● **Data for analysis**:
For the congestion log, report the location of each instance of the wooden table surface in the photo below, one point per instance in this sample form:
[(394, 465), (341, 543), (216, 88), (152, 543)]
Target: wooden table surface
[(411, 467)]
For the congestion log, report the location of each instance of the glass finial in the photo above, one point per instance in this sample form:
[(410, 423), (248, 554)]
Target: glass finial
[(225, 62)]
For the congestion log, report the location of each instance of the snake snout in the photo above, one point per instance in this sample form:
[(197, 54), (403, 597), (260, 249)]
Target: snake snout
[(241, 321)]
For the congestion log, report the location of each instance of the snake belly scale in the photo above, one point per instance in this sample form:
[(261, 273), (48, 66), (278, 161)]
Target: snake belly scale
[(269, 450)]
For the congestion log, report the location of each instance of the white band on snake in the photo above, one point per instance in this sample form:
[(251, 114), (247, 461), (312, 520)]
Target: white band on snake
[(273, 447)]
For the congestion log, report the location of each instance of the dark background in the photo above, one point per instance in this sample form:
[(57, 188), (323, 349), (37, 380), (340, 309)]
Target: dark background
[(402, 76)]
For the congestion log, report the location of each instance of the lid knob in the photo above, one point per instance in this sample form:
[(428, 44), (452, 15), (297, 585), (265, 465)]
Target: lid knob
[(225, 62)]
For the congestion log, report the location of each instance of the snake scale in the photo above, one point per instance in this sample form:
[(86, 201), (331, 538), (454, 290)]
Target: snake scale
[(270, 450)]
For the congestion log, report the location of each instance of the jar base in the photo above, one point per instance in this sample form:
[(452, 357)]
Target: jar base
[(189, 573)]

● **Goal of the exercise**: Your answer must be an exact transcription of the lines from the one containing "[(261, 273), (48, 66), (278, 161)]" through the last line of the records above, and nothing else.

● **Your solution**:
[(261, 273), (48, 66), (278, 161)]
Target: snake belly scale
[(269, 450)]
For the congestion log, report the location of each instance of the white band on snake in the photo above, one point per instance in this sample form:
[(251, 114), (247, 461), (312, 520)]
Target: white band on snake
[(273, 447)]
For the congestion log, report the location of each instance of the dark background in the photo above, one point per instance in this sample form:
[(57, 188), (323, 349), (37, 380), (340, 309)]
Target: dark background
[(402, 76)]
For the congestion log, report the location of each instance of the lid knob in the photo above, one point per instance in this sample form:
[(428, 44), (452, 15), (297, 585), (265, 465)]
Target: lid knob
[(225, 62)]
For the congestion log, report the location of each instance of the snake scale in the photo above, one point per instance in this sample form:
[(86, 201), (331, 538), (454, 290)]
Target: snake scale
[(270, 450)]
For the congestion log, report the location of each instance of the jar base in the photo above, one point per instance in this sample form:
[(452, 357)]
Target: jar base
[(189, 573)]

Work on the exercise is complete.